EXTRAIT CITÉ:
Atelier d’écriture : le corps humain

Lors de mon dernier atelier d’écriture créative, les participants ont demandé à écrire sur le thème du corps humain.

Nous avons ainsi appris que nous naissons avec bien plus d’os (350) que nous en avons à l’âge adulte (206). Que nous perdons environ 80 cheveux par jour, mais que ceux-ci peuvent pousser jusqu’à 20 cm sur une année. Que sourire est bien plus facile que de tirer la tronche, en effet, nous mobilisons seulement 20 muscles pour sourire, mais 40 quand on fronce les sourcils ! Mais ce qui nous a surtout surpris, c’est la vitesse à laquelle un éternuement a été enregistré : 165 km/h. Cela dit, nous avons donc ainsi compris pourquoi il est mauvais de se retenir d’éternuer ;-)

Je n’écris pas tout le temps avec eux, car je suis surtout là pour les aider (adultes en situation de handicap – ici psychologique et psychiatrique). Mais jeudi passé, j’ai eu l’occasion d’écrire un petit quelque chose, car tous ont été inspiré pour écrire et ils ont eu moins besoin de mon aide.

J’ai envie de vous partager ce petit texte qui est venu tel quel. Poème, chanson ou texte libre, à vous de choisir ;-)

Je me suis fait renverser à 12 ans

Une déchirure,
à vélo,
du métal dans la cuisse,
un gros bobo qui fait mal.

En plein été,
il fait beau, il fait chaud,
c’est la course des vélos,
avec plein de copains.
Y avait un trophée à gagner
et c’est moi qui l’ai remporté.
Oui, j’ai gagné l’auto,
mais j’ai perdu l’vélo.

Une déchirure dans la cuisse
en forme de V,
comme les oiseaux en vol
en formation dans le ciel,
et dans les yeux une pluie d’étoiles
et dans ma mémoire une absence de choc.
Un oubli, une pluie,
un bruit et c’est fini

Une déchirure dans la cuisse
en forme de V,
9 points de suture ça a nécessité
de peu à la greffe j’ai échappé
la peau racrapotée, ils ont pu récupérer.

Habillée légèrement, j’étais à vélo
et j’ai rencontré une voiture.
Elle était rouge
il était bleu.
La plaque d’immatriculation
dans ma cuisse dénudée
est rentrée sans façon
j’me souviens, c’était l’été.

Jeu d’écriture : écrire la suite (Noël)

CONSIGNE 1:
Recopiez mot pour mot le passage du texte sur l'atelier d'écriture qui s'ouvre sur les mots contenant "Oui, j’ai gagné" et se termine par "absence de choc.".
CONSIGNE 2:
Dans le texte sur l'atelier d'écriture, à quelle vitesse un éternuement a-t-il été enregistré ?
CONSIGNE 3:
Prolongez s'il vous plaît le texte sur l'atelier d'écriture à partir de sa dernière ligne.

DONNÉES ENREGISTRÉES:

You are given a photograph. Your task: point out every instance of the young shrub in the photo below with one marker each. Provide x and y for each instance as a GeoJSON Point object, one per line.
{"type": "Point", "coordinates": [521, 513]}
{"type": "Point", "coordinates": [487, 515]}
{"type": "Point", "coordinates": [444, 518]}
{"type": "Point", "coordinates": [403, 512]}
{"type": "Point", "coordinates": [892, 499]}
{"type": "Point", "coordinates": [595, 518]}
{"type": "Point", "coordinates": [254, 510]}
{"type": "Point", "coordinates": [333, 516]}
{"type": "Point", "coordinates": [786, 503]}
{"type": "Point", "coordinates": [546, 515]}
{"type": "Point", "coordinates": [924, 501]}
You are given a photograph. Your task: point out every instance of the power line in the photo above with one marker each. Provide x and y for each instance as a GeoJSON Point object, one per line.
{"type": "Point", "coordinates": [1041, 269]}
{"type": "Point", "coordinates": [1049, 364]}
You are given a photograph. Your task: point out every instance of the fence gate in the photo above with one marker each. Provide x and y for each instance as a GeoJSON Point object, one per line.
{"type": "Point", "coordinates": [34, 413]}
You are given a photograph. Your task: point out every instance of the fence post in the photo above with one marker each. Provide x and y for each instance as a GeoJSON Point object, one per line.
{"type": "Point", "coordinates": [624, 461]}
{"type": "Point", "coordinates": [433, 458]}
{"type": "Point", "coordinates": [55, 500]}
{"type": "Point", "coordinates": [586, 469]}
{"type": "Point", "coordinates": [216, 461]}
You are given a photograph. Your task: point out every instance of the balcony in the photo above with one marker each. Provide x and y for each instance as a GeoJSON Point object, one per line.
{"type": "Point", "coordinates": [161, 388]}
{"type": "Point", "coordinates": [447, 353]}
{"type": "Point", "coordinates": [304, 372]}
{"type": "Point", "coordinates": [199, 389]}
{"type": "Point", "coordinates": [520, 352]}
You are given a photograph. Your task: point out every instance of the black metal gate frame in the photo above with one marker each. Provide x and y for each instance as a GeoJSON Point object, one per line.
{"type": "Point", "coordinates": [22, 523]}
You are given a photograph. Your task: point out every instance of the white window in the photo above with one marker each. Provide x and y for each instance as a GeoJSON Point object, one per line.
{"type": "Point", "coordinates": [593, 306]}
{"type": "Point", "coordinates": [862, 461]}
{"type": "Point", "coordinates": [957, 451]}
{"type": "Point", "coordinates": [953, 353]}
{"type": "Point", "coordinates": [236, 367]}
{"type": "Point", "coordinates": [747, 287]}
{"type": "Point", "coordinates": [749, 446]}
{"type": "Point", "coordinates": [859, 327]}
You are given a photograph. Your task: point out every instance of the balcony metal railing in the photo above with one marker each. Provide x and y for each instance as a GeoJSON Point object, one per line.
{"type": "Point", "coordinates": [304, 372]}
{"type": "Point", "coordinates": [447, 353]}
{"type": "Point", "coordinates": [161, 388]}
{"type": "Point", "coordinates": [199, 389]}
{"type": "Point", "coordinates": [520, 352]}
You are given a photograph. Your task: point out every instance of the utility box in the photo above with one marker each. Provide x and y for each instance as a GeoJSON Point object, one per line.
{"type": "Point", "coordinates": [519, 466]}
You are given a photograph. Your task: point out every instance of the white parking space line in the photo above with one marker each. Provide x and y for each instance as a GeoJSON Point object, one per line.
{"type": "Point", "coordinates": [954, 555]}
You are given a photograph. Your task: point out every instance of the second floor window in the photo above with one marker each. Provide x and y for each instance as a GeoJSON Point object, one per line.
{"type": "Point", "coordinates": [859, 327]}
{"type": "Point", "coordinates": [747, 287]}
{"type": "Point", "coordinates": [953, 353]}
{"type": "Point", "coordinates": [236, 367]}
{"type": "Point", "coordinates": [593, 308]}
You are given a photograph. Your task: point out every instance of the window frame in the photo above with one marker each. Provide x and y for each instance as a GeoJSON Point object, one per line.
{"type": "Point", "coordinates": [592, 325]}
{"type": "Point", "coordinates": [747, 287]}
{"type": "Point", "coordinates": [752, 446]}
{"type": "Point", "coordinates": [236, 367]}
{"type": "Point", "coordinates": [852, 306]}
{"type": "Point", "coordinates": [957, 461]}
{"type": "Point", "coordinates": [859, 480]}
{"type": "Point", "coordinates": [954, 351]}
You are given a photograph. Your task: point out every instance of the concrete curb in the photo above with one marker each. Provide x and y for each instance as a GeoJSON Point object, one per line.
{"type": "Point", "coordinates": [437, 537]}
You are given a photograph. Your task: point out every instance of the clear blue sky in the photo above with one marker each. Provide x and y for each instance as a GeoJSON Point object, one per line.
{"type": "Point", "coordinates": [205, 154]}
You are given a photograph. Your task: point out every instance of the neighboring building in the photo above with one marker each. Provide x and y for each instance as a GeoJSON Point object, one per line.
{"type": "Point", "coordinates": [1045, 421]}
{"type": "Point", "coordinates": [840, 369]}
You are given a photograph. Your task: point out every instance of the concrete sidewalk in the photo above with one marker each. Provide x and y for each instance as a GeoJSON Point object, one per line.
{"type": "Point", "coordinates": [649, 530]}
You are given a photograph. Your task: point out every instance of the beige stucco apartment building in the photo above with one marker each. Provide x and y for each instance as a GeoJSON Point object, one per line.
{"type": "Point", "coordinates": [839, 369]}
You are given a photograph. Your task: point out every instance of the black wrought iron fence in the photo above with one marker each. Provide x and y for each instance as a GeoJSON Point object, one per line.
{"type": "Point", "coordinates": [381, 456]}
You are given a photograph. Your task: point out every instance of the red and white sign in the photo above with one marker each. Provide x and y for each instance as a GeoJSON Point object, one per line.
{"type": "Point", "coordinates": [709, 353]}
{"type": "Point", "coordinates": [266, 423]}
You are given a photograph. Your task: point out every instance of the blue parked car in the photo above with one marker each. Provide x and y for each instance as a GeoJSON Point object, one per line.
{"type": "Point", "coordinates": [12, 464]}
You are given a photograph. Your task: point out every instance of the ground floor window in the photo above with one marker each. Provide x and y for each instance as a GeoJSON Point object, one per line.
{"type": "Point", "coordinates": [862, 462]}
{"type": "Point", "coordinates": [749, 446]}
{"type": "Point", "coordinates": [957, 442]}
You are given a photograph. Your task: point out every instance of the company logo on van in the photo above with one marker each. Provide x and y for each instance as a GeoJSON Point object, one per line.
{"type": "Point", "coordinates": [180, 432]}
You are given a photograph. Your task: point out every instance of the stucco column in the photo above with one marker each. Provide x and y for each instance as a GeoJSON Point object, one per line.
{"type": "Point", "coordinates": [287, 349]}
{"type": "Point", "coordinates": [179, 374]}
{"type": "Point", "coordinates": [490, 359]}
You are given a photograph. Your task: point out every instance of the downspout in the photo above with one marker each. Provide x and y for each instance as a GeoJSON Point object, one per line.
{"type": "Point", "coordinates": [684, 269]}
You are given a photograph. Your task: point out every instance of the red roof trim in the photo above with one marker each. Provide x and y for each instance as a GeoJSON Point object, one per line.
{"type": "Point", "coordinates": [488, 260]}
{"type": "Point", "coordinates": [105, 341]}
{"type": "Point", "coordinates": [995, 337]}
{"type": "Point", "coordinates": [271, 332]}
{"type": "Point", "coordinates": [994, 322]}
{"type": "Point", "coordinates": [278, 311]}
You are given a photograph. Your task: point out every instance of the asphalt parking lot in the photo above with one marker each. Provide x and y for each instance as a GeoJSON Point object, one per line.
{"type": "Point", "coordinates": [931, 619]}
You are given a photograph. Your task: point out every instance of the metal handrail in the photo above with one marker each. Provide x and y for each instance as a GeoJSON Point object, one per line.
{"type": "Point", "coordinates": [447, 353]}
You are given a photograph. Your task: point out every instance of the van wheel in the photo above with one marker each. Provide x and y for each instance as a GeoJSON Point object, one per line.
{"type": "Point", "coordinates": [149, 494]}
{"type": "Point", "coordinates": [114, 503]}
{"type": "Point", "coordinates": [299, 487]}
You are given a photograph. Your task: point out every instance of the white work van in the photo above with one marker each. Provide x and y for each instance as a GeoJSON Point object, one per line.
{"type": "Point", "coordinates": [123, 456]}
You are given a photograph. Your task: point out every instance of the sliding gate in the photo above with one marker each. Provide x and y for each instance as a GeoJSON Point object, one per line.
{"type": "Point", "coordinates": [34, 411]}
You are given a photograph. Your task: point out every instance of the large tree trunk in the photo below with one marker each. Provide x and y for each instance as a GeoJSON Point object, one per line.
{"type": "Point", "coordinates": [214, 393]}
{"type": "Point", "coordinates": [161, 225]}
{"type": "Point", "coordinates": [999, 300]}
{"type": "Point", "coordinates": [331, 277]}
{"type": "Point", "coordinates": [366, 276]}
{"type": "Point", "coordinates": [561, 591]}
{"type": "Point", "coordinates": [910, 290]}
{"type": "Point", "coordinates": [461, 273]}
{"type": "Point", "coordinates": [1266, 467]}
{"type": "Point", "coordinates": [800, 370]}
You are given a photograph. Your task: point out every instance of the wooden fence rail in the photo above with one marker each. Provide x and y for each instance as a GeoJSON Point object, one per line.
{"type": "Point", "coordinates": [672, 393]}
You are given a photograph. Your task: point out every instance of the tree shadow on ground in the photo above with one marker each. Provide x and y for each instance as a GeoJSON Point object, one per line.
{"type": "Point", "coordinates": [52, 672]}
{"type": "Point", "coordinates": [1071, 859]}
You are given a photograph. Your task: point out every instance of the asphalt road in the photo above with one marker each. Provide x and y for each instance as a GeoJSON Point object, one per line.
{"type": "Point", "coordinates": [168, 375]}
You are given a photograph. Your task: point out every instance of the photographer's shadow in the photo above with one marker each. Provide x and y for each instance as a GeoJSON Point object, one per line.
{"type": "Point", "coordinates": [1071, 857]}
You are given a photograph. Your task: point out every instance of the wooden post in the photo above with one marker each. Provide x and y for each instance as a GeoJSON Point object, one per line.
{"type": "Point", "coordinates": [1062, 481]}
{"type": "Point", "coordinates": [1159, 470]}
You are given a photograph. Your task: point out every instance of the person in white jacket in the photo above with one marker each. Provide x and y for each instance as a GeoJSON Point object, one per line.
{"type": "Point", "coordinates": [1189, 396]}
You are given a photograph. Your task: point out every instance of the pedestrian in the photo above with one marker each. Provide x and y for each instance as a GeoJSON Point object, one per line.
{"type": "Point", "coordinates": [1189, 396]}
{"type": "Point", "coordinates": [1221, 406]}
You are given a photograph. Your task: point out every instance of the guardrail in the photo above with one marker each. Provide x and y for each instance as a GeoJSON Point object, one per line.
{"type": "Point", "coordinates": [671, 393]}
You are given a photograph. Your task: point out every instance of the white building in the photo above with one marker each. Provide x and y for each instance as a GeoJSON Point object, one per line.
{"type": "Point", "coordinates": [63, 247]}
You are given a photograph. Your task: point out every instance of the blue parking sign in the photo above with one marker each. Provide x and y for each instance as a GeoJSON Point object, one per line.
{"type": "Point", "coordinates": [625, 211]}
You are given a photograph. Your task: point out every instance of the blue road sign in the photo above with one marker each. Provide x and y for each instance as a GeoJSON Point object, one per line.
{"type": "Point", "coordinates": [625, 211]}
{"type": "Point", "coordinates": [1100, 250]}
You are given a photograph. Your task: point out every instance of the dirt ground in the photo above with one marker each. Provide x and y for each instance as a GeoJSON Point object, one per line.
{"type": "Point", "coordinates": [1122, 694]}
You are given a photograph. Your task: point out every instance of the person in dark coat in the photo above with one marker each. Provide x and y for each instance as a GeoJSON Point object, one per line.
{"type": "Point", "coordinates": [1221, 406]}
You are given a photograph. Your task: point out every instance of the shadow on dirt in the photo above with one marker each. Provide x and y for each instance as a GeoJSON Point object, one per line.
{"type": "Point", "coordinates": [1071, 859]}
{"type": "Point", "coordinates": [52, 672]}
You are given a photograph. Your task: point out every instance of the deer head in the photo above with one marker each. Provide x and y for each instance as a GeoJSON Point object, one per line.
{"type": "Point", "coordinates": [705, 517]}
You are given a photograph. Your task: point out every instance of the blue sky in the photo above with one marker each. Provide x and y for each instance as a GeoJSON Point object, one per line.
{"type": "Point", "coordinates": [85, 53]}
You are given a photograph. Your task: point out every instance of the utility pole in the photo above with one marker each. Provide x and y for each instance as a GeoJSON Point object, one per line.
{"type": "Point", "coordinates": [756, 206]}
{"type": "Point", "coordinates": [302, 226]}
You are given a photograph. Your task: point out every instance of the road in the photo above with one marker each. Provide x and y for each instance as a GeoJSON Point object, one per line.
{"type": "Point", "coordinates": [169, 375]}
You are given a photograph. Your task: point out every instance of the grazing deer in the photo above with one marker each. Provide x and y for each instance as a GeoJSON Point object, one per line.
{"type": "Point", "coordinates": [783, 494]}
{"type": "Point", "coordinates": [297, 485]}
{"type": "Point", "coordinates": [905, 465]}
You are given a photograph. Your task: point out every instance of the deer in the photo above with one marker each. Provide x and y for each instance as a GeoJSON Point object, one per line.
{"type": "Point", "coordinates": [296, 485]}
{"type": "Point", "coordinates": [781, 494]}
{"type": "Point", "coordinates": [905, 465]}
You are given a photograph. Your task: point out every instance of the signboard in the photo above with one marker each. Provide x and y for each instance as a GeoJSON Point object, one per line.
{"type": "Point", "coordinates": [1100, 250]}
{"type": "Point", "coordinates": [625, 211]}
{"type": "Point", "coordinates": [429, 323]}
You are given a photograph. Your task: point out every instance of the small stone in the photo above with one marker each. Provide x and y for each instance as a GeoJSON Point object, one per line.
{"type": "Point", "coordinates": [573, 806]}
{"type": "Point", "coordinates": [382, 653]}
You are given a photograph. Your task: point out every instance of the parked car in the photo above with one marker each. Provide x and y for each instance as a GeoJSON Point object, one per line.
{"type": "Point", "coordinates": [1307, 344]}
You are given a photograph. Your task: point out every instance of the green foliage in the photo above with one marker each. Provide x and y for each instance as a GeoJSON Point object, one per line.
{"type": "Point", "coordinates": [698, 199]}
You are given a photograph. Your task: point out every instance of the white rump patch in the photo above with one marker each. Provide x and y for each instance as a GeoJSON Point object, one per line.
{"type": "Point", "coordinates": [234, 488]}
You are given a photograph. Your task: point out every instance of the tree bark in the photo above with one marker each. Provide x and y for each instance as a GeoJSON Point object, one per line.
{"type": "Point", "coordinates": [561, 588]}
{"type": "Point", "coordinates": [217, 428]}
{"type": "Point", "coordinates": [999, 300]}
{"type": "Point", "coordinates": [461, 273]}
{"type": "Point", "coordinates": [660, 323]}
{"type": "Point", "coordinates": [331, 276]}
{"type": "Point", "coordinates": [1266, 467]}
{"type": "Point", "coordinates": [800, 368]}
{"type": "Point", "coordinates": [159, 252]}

RÉPONSE 1:
Oui, j’ai gagné l’auto,
mais j’ai perdu l’vélo.

Une déchirure dans la cuisse
en forme de V,
comme les oiseaux en vol
en formation dans le ciel,
et dans les yeux une pluie d’étoiles
et dans ma mémoire une absence de choc.

RÉPONSE 2:
165 km/h.

RÉPONSE 3:
Pour mon prochain atelier d’écriture, j’ai imaginé, entre autres jeux, une invitation à écrire la suite d’un début d’une histoire. Comme Noël s’approche à grands pas, l’histoire se passe à Noël. Avec Papa Noël plus exactement.

Je le mets dans trois étranges situations :

  1. Le Père Noël n’échappe pas à la crise. Il a dû déménager dans une toute petite maison pour pouvoir payer les factures du chauffage, car ici, au pôle Nord, qu’est-ce que ça caille ! Il ne peut pas se passer de chauffage.
    C’est le soir de Noël. De ses petits lutins, il a reçu tous les cadeaux commandés par les enfants sages. Et ce n’est qu’aujourd’hui, ce soir, quand toutes les commandes sont terminées, qu’il se rend compte que sa nouvelle maison est bien trop petite pour tous les contenir. Qui dit nouvelle petite maison, dit nouveau petit traîneau !
    Que va-t-il faire ?
  2. Atchoum ! Flute ! Le Père Noël est malade. Il a la grippe. Et c’est ce soir qu’il doit distribuer les cadeaux. Qui va pouvoir l’aider ? Et surtout comment ? Car les rennes du Père Noël n’obéissent qu’à leur seul maître.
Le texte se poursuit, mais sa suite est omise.